* **EXERCISE OBJECTIVE**
Output, exactly as written, the lines below starting at the line containing "Can you find the blurred" and ending at the line containing "Can you find the soap". Drop the pictures and keep both end lines.
*** RECORDS FOR THIS TASK ***
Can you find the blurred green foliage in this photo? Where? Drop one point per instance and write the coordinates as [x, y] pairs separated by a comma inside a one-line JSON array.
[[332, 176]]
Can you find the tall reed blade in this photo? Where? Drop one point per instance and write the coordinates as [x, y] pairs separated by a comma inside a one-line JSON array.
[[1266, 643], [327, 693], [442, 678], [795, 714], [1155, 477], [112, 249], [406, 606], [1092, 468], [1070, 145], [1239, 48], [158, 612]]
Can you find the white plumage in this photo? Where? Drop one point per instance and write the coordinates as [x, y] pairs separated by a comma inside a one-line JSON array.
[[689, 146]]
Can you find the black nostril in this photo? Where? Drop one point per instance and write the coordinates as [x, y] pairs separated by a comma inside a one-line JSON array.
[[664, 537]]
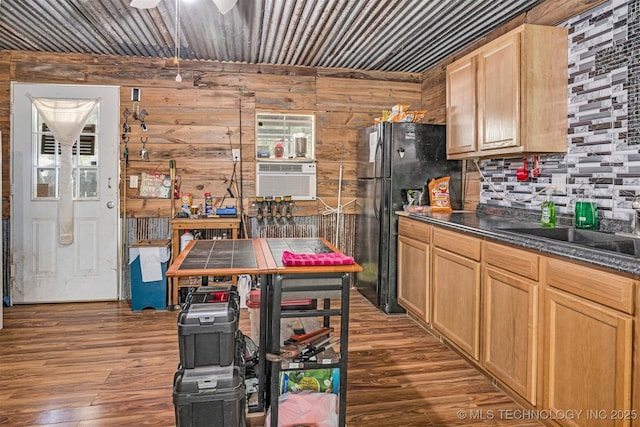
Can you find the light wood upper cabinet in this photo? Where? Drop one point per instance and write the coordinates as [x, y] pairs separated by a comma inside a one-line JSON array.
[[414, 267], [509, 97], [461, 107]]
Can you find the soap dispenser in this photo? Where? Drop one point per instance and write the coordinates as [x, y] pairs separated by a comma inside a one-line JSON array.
*** End of RECORDS FOR THIS TASK ***
*** RECORDS FOR THIS TASK ***
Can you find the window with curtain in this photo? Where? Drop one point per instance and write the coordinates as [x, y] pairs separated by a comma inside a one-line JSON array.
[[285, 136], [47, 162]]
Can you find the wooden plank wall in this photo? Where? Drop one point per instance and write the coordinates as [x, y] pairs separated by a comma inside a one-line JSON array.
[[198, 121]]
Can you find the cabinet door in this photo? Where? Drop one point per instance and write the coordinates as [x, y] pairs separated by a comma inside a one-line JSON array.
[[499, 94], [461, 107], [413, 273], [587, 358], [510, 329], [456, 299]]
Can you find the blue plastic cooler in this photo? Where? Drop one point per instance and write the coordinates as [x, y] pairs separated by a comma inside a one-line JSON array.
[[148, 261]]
*** End of RECORDS FOR THIS TASK ***
* **WRITTEN RESPONSE**
Can you find the blurred green foliage in this photo? Where? Drop one point per instance and write the coordinates as [x, y] pairs separated by a comma inside a one-line JSON array.
[[332, 176]]
Can you find the tall reed blade in this photo? Where? Drop one point per instance and write the coordinates as [x, y] pairs separated by a comma inside a one-line JSON array.
[[1266, 643], [327, 693], [442, 678], [795, 714], [1155, 477], [112, 249], [406, 606], [1092, 468], [1070, 145], [1239, 48], [158, 612]]
Can you find the white plumage in this photo? Where? Drop one point per instance and write the coordinates as [x, y] pairs separated by a comma inside a one-line JSON array.
[[689, 146]]
Can you find the black nostril in this photo? Where? Drop one point per instance and write the coordinates as [x, y] pairs separated by a comma inside a one-line JSON array.
[[664, 537]]
Can you find the light wood upper cabinet in this photo? Where? Drop one point per instance and write the coordinates as [x, y] pairs separated by a comma inside a one-line JSON array.
[[414, 267], [509, 97], [461, 107]]
Can you find the soap dispenser in this photo? Where? Drop one point per instance and write the coordinates as [x, y] pairs separated by a comma inside a one-line JSON array.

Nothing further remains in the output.